Reproduce every line below word for word, but leave the pictures out of your copy.
Start of SUPPLIED MATERIAL
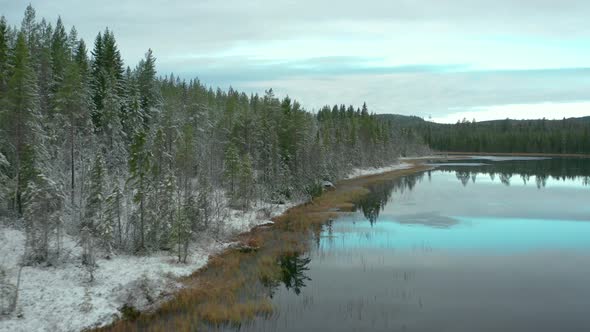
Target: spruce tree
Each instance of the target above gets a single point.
(139, 167)
(20, 107)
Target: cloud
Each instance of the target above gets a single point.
(435, 94)
(429, 57)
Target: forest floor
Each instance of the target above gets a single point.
(62, 298)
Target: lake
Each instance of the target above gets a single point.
(483, 244)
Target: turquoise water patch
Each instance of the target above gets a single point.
(475, 233)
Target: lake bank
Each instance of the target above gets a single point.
(234, 286)
(512, 154)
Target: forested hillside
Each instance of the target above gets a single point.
(530, 136)
(506, 136)
(128, 161)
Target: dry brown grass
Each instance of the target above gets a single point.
(230, 289)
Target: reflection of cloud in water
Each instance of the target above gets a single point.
(431, 219)
(505, 158)
(457, 164)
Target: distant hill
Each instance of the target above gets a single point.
(402, 120)
(416, 121)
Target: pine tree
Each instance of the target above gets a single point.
(95, 224)
(113, 213)
(246, 181)
(139, 167)
(148, 90)
(20, 106)
(231, 168)
(43, 203)
(60, 53)
(4, 56)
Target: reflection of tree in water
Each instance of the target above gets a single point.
(542, 170)
(292, 268)
(379, 195)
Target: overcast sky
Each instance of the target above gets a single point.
(439, 59)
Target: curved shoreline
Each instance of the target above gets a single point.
(230, 287)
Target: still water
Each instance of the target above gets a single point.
(492, 244)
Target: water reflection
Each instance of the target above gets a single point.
(471, 249)
(292, 274)
(380, 194)
(540, 172)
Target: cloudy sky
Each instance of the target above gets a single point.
(438, 59)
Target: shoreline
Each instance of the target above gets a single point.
End of SUPPLIED MATERIAL
→ WRITTEN SOLUTION:
Target: spruce tree
Each instance of the target above gets a single point.
(139, 167)
(20, 107)
Target: cloud
Each instance of the target above gets a single point.
(435, 94)
(429, 57)
Target: forest floor
Each instance of the target above gets a single point.
(62, 298)
Target: lake
Each instance of the target above gets a single point.
(483, 244)
Target: turquoise water patch
Each instance of the target above gets a single point.
(475, 233)
Target: lake bank
Each instance of the target above gets a single point.
(234, 286)
(512, 154)
Target: forested hillside
Each instance of the target above gets a single point.
(530, 136)
(506, 136)
(128, 161)
Target: dry brown grass
Each instance of the target above gets a single point.
(230, 289)
Target: reflection of cloud in water
Each instance of the target above gets a single point.
(431, 219)
(505, 158)
(457, 164)
Target: distant hill
Each instance of the target above gets a single point.
(402, 120)
(416, 121)
Target: pine tree
Each instance of the target above gets a single point.
(95, 224)
(113, 213)
(246, 181)
(139, 167)
(148, 90)
(20, 106)
(231, 168)
(43, 203)
(60, 53)
(4, 56)
Target: reflection of tree in water
Each instance of the target above gets a single point.
(542, 170)
(292, 268)
(379, 195)
Target: overcast sky
Each instance of the target above gets a single point.
(439, 59)
Target: curved shoreline
Each instance of the target above gets a single point.
(230, 287)
Target: still water
Each instance of the target above gets a single point.
(492, 244)
Target: water reflection
Each instance of the target above gets a single point.
(471, 249)
(292, 274)
(380, 194)
(540, 172)
Target: cloudy sky
Each instance of the target above gets a single point.
(438, 59)
Target: shoreline
Each instance of the target above gets a single point.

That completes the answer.